Exercise
For each line below, check for "person"; give only the total of lines where it occurs.
#### Exercise materials
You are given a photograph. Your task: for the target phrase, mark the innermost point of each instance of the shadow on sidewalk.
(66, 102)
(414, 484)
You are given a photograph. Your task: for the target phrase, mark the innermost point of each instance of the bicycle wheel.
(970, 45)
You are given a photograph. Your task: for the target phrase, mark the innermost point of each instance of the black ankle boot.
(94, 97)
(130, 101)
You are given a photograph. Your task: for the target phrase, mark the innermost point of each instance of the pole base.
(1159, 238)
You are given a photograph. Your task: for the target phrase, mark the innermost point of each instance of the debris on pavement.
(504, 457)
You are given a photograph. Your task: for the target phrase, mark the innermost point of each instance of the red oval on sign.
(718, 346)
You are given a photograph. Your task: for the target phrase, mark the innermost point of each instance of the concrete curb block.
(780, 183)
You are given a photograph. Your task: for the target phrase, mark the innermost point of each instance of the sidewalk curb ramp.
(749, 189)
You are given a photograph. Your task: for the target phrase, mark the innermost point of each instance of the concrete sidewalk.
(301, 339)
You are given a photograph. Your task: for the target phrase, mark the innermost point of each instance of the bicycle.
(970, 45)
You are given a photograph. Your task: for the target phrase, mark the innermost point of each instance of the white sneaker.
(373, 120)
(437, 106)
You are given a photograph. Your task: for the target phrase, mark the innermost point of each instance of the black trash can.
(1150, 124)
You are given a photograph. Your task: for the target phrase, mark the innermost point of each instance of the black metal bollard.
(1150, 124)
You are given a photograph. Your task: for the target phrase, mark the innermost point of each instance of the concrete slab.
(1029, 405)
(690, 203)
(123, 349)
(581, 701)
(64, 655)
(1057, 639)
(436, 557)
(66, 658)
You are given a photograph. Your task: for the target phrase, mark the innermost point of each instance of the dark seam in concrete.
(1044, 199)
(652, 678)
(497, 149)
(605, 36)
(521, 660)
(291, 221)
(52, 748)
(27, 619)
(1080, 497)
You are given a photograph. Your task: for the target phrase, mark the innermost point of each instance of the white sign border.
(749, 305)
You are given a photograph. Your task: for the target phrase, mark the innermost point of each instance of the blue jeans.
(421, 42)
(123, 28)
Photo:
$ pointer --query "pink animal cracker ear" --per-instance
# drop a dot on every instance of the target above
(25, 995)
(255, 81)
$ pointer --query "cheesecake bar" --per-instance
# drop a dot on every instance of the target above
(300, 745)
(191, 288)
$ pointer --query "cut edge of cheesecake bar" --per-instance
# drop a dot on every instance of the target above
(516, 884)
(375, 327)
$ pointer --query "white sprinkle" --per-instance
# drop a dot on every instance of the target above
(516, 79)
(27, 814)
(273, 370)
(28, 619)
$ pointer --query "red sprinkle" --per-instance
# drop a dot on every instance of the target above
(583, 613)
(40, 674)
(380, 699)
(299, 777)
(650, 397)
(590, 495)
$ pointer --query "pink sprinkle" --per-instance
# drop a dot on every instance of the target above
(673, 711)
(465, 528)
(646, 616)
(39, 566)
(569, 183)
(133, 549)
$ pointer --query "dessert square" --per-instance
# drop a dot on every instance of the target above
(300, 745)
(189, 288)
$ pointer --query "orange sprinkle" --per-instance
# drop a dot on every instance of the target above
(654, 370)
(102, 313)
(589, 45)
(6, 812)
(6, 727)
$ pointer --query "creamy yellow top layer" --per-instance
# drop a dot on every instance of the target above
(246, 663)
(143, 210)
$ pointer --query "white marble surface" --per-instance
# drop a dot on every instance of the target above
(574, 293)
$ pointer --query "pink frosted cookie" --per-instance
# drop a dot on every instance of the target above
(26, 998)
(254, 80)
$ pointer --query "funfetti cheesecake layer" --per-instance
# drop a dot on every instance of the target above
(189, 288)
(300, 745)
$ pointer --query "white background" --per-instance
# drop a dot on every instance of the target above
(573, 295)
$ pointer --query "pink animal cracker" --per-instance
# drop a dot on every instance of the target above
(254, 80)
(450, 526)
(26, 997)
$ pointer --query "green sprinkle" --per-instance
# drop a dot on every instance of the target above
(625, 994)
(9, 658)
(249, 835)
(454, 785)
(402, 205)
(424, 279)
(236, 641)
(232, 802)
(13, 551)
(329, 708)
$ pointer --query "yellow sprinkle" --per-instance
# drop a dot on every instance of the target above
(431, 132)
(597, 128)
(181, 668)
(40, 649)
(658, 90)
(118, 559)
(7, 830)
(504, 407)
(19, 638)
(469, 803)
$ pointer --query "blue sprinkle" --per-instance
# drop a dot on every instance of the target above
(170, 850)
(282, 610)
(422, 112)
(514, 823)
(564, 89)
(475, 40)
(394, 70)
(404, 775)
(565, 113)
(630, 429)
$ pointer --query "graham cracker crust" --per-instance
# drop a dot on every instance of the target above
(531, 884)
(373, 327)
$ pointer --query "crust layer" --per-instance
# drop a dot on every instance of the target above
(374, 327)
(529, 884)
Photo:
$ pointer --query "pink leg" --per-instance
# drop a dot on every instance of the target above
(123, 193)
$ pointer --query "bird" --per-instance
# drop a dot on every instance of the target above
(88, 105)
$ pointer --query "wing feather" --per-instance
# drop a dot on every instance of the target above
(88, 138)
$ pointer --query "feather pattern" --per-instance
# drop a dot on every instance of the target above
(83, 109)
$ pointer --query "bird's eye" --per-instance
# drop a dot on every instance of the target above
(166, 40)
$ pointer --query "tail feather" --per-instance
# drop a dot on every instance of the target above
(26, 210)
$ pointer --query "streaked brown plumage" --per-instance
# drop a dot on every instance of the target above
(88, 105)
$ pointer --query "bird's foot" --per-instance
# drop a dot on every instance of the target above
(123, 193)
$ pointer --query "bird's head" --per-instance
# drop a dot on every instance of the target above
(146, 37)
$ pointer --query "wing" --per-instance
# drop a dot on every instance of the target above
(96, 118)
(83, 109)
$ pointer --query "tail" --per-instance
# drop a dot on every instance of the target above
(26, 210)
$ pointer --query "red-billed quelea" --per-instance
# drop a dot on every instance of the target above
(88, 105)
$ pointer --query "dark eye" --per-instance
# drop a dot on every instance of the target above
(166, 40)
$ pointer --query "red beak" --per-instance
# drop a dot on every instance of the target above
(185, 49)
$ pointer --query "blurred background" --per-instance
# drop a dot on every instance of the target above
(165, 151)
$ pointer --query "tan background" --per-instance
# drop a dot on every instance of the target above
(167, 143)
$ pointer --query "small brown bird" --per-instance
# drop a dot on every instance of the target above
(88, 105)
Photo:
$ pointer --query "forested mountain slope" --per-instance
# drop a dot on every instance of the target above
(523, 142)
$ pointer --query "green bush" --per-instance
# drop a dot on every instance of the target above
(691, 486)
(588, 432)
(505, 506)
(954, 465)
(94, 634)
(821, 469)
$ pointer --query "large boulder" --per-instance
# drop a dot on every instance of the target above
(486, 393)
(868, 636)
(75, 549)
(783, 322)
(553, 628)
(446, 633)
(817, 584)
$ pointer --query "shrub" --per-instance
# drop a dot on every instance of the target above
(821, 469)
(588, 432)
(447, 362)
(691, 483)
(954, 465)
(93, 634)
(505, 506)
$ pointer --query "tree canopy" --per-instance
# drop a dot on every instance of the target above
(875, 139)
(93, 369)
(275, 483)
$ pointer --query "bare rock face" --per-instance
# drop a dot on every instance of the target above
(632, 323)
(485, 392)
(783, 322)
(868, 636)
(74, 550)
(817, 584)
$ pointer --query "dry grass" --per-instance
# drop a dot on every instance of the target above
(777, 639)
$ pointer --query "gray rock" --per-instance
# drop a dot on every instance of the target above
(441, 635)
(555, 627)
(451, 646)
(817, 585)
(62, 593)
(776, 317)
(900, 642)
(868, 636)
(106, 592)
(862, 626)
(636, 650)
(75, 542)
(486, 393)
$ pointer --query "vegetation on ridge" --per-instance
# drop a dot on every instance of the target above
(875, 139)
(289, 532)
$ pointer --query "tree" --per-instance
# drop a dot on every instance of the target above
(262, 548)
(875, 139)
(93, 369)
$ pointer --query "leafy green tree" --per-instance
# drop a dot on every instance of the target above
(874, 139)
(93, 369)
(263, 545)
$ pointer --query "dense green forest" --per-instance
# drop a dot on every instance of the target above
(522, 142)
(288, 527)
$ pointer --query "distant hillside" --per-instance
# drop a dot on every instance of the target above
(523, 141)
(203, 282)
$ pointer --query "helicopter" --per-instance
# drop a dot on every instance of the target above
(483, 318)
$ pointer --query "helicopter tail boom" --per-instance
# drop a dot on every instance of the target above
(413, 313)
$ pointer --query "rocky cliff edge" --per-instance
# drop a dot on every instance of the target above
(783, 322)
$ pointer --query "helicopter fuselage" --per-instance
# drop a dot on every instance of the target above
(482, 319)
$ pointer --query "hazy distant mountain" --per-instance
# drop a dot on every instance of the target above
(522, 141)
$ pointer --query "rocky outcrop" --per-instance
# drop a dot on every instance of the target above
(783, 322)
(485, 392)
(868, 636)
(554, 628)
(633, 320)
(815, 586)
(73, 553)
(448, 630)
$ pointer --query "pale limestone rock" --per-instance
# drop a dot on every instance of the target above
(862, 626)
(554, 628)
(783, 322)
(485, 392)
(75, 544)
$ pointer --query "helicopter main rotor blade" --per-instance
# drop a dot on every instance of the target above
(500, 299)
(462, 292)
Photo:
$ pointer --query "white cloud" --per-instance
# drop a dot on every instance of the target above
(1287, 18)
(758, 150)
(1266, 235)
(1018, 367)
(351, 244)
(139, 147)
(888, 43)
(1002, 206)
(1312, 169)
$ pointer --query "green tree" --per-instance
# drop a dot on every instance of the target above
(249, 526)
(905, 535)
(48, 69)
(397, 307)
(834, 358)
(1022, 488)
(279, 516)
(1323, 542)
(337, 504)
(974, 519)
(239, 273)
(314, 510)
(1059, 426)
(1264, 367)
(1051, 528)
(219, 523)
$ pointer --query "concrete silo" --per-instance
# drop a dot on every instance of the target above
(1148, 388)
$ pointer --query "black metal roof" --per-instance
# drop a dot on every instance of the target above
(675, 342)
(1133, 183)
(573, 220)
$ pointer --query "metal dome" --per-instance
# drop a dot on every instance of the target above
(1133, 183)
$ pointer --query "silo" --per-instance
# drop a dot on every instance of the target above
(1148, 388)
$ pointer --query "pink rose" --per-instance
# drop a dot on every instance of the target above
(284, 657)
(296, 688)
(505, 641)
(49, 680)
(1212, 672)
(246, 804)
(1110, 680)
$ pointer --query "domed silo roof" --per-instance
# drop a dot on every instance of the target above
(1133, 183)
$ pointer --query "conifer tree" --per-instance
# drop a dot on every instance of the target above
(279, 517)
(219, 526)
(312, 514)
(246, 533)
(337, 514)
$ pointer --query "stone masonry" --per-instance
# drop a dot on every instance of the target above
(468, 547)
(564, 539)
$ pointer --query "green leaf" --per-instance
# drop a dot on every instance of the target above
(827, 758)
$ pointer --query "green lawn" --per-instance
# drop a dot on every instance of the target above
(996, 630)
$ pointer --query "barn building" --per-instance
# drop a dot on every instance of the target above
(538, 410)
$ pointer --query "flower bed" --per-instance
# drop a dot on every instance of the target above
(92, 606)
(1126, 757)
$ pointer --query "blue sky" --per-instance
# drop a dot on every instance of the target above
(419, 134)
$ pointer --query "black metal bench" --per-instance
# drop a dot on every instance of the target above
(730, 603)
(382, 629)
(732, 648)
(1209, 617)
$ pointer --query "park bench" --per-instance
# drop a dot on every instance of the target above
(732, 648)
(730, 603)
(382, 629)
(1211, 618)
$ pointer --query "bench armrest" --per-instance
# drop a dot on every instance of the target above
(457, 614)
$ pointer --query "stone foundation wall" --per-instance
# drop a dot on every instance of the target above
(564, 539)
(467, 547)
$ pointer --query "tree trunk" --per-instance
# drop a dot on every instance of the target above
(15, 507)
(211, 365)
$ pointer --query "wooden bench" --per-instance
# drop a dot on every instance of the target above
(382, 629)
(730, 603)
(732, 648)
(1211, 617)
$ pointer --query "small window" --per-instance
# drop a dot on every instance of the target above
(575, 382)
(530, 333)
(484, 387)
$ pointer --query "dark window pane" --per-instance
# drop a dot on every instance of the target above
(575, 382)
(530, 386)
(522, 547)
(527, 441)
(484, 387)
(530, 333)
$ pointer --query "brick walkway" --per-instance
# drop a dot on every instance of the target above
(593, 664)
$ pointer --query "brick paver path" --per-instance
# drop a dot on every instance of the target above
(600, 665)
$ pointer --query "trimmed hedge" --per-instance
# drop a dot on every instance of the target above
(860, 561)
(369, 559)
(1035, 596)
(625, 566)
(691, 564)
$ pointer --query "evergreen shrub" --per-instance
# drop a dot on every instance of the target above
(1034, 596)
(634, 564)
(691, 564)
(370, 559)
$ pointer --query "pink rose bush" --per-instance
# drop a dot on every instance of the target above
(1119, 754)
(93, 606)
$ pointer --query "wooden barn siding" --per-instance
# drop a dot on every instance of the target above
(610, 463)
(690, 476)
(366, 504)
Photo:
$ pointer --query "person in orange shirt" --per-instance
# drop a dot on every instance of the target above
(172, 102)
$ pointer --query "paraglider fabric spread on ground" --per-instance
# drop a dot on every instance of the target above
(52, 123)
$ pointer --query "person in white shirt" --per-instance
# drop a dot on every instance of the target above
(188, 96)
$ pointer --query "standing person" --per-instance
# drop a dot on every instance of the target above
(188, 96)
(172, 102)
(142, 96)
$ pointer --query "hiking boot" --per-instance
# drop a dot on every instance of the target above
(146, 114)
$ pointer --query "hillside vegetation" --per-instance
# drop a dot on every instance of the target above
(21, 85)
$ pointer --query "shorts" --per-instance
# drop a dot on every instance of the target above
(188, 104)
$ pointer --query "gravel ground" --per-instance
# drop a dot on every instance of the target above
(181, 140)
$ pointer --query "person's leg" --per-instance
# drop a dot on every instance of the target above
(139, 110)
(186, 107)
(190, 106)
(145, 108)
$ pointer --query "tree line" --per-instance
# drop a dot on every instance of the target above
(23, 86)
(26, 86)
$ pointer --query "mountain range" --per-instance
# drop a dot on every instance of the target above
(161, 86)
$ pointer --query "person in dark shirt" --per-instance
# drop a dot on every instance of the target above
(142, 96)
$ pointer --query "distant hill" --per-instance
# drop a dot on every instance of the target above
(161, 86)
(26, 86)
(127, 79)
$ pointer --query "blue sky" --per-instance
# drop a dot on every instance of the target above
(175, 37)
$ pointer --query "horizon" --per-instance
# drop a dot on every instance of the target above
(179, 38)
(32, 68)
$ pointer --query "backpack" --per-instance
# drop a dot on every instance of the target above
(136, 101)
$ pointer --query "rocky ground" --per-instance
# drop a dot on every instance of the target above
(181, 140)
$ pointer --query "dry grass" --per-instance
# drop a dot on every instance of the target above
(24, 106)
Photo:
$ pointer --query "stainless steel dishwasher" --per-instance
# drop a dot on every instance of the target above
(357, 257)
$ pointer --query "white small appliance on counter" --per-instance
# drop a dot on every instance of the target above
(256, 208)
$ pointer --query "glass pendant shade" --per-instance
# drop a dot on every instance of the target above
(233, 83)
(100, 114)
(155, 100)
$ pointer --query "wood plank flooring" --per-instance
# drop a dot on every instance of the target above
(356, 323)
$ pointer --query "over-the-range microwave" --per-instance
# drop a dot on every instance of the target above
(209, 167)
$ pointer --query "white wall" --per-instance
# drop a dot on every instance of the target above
########
Output below
5